▸ **What to work on**:
Reproduce the material with every "marker" renamed to "point" and nothing else altered.
begin Source material
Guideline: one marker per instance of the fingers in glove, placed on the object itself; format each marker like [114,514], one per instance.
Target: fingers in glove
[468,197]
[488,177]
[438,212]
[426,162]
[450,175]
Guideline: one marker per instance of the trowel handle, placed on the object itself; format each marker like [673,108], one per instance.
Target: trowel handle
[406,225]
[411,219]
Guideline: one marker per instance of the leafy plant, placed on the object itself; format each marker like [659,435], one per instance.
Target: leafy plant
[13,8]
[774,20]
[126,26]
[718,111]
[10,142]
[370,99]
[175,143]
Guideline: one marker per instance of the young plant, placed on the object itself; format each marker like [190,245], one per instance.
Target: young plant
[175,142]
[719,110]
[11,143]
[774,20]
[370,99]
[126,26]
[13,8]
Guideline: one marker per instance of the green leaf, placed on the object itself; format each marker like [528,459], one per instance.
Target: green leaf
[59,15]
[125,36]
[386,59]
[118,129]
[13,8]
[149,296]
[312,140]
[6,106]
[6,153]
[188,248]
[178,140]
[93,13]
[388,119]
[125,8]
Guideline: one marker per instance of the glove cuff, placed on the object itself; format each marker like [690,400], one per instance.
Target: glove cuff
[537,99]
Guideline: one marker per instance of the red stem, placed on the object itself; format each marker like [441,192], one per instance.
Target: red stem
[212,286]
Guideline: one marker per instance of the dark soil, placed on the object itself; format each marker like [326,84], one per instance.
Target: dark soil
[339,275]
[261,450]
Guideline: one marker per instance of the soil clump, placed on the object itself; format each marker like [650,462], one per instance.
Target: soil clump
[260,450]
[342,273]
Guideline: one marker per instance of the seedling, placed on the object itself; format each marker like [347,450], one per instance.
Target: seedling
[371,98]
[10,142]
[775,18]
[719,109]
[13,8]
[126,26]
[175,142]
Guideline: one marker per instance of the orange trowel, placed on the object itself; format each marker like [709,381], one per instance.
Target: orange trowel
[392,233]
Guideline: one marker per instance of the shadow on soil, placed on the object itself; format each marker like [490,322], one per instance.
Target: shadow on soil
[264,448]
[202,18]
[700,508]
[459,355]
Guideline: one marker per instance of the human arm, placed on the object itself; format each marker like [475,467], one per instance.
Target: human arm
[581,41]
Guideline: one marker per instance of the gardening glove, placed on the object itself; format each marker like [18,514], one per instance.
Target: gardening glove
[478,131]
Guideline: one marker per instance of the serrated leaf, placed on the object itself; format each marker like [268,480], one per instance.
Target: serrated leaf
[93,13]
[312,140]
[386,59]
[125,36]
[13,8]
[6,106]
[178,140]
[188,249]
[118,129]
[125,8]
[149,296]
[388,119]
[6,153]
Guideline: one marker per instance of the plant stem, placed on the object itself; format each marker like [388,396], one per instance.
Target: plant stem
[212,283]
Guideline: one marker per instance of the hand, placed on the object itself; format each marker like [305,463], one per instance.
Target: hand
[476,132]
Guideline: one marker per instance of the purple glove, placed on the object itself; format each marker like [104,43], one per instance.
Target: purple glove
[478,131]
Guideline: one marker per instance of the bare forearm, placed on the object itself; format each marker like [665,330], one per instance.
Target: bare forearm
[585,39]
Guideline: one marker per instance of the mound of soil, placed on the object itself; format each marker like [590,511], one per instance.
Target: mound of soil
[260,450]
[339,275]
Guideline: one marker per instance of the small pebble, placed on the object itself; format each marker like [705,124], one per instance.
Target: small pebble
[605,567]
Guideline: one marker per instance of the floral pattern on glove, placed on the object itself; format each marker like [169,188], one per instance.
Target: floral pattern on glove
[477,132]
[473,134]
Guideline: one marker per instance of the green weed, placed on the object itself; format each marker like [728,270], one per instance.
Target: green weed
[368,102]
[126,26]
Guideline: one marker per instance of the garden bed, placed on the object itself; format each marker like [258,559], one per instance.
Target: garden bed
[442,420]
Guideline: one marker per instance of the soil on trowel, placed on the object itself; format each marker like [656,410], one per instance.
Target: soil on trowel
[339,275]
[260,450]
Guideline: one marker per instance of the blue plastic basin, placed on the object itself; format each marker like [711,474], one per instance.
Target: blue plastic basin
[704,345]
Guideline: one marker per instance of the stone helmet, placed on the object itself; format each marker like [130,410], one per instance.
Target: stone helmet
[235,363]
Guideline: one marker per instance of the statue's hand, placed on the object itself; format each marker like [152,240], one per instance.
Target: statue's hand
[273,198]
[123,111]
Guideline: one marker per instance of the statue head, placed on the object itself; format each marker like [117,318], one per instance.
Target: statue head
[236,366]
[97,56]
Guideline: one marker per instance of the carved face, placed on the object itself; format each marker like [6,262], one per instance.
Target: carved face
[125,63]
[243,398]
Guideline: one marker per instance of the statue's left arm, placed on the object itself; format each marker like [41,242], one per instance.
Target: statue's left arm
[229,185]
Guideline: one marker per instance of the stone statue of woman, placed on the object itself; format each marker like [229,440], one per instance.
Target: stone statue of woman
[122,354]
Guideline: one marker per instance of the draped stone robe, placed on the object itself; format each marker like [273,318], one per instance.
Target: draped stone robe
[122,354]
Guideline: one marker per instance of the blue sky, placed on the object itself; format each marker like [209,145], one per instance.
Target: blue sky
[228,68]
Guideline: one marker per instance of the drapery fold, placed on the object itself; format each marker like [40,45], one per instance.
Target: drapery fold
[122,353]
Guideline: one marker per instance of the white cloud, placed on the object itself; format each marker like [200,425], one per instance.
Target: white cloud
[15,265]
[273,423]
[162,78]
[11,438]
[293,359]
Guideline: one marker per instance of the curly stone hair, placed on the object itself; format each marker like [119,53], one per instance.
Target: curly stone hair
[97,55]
end Source material
▸ **Answer to the exercise**:
Guideline: one point per instance of the fingers in glove, placed on the object itself; format each point like [114,514], one per instance.
Target: fingers in glove
[468,197]
[488,177]
[438,212]
[426,162]
[450,175]
Guideline: one point per instance of the trowel handle, placed on the object itself; format each point like [673,108], one per instance.
Target: trowel handle
[406,225]
[411,219]
Guideline: one point per instance of the leafy plant, placed on the object itself; format each point like [659,435], one per instance.
Target: leafy plant
[13,8]
[774,20]
[126,26]
[718,111]
[10,142]
[370,99]
[175,143]
Guideline: one point per instance of the young plant, placed on the object itself; format each point like [190,245], one per instance.
Target: young plant
[175,142]
[719,110]
[11,143]
[774,20]
[370,99]
[126,26]
[13,8]
Guideline: one point per instance of the green leaf, placed on the object itself; format each point like [528,459], one per instance.
Target: green leaf
[59,15]
[125,36]
[386,59]
[118,129]
[13,8]
[149,296]
[312,140]
[6,106]
[6,153]
[188,248]
[178,140]
[93,13]
[388,119]
[125,8]
Guideline: one point per instance of the glove cuff, placed on the object itself; format each point like [690,400], one per instance.
Target: glove cuff
[537,99]
Guideline: one point per instance of the red stem, placed on the object itself; format each point like [441,192], one per instance.
Target: red stem
[212,286]
Guideline: one point per instance of the dark soil, placed on the object itself; format each point like [326,84], one per instance.
Target: dark soil
[339,275]
[261,450]
Guideline: one point per instance of the soil clump, placed on the object itself; format each point like [650,462], one per instance.
Target: soil clump
[260,450]
[342,273]
Guideline: one point per instance of the seedling, placed on the object itself; format each point like [347,450], one per instance.
Target: seedling
[371,98]
[10,142]
[775,18]
[719,109]
[13,8]
[126,26]
[175,142]
Guideline: one point per instance of the orange trowel, placed on the object itself; format each point like [709,381], one per instance.
Target: orange trowel
[392,233]
Guideline: one point per instance of the shadow on soil, placed on the object itself; format each point like [490,322], one per instance.
Target: shadow on soil
[264,448]
[202,18]
[700,508]
[459,355]
Guideline: one point per instance of the human arm, placed on the object itself; format each point like [475,467], one per instance.
Target: human arm
[581,41]
Guideline: one point per instance of the gardening glove, placed on the object itself; format each point like [18,514], one per instance.
Target: gardening glove
[478,131]
Guideline: one point per instance of the serrated leaf, placed on the object itself; format each point like [268,480], one per instance.
Target: serrated leaf
[93,13]
[312,140]
[386,59]
[125,36]
[13,8]
[6,106]
[178,140]
[188,249]
[118,129]
[125,8]
[149,296]
[388,119]
[6,153]
Guideline: one point per instance of the plant stem, placed on the object itself; format each point like [388,396], one per instance.
Target: plant stem
[212,283]
Guideline: one point per instance of the hand, placed on the object itself; format each point like [305,463], one per instance.
Target: hand
[476,132]
Guideline: one point per instance of the purple glove, placed on the object itself; format each point like [104,43], one per instance.
Target: purple glove
[478,131]
Guideline: one point per instance of the bare forearm, placed on the object itself; format each point like [665,330], one per instance.
Target: bare forearm
[585,39]
Guideline: one point per instance of the mound of soil, placed on the object itself; format each point like [590,511], one per instance.
Target: mound of soil
[260,450]
[339,275]
Guideline: one point per instance of the small pebble, placed on the object itself; format each point like [705,124], one per instance.
Target: small pebble
[605,567]
Guideline: one point per instance of the floral pattern on glove, placed on the object itself; format each point like [169,188], one per instance.
Target: floral pattern on glove
[477,132]
[473,134]
Guideline: one point per instance of the green weed, placed on the object itself; format each point like [728,270], one per instance.
Target: green weed
[368,102]
[126,26]
Guideline: one point per instance of the garden bed, placed on the object itself; format each point like [258,559], one per instance.
Target: garden bed
[442,420]
Guideline: one point per instance of the soil on trowel, placed on the object itself; format each point like [656,410], one per instance.
Target: soil on trowel
[339,275]
[260,450]
Guideline: one point per instance of the blue plastic basin, placed on the object itself; format each point like [711,474], one per instance.
Target: blue plastic basin
[704,345]
Guideline: one point per instance of the stone helmet, placed on the object itself; format each point like [130,410], one per instance.
Target: stone helmet
[235,363]
Guideline: one point per instance of the statue's hand, placed on the object itself; format each point like [152,240], one per instance.
Target: statue's hand
[273,198]
[123,111]
Guideline: one point per instance of the statue head, placed on the object itself; format each point like [117,318], one per instance.
Target: statue head
[236,366]
[97,56]
Guideline: one point per instance of the carved face, placed on the object itself; format each point like [6,262], one per instance.
Target: carved face
[125,63]
[243,398]
Guideline: one point per instance of the statue's left arm, placed on the object itself; format each point like [41,242], one per instance.
Target: statue's left arm
[229,185]
Guideline: one point per instance of the stone statue of woman, placed on the object itself; format each point like [229,440], one per instance.
Target: stone statue of woman
[122,354]
Guideline: one point per instance of the draped stone robe, placed on the object itself; format each point like [273,318], one per instance.
Target: draped stone robe
[122,354]
Guideline: one point per instance of the blue sky, placed on the object itself; format each point like [209,145], one per instance.
Target: blue sky
[228,68]
Guideline: one point per instance of the drapery fold, placed on the object itself; format each point like [40,45], one per instance.
Target: drapery fold
[122,353]
Guideline: one point per instance of the white cloud, placed on the object itself; format each point like [200,425], one per instance.
Target: white cloud
[15,265]
[273,423]
[162,78]
[11,438]
[293,359]
Guideline: one point per instance of the curly stone hair, placed on the object itself; format each point like [119,53], one per instance.
Target: curly stone hair
[97,55]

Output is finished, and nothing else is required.